Work required - Rewrite every one of the records below, replacing "Outlines" with "Polygons" and leaving all other text unchanged.
— Start of Records shown —
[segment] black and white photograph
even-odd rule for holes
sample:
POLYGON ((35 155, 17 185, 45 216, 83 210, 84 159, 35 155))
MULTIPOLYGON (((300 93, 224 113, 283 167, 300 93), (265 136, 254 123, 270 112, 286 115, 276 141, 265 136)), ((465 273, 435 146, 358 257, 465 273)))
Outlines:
— End of Records shown —
Exercise response -
[segment] black and white photograph
even-odd rule for holes
sample:
POLYGON ((35 155, 17 185, 45 216, 83 210, 84 159, 35 155))
MULTIPOLYGON (((300 93, 224 113, 283 167, 300 93), (265 136, 254 123, 270 112, 286 115, 276 141, 265 136)), ((465 273, 435 146, 358 257, 465 273)))
Polygons:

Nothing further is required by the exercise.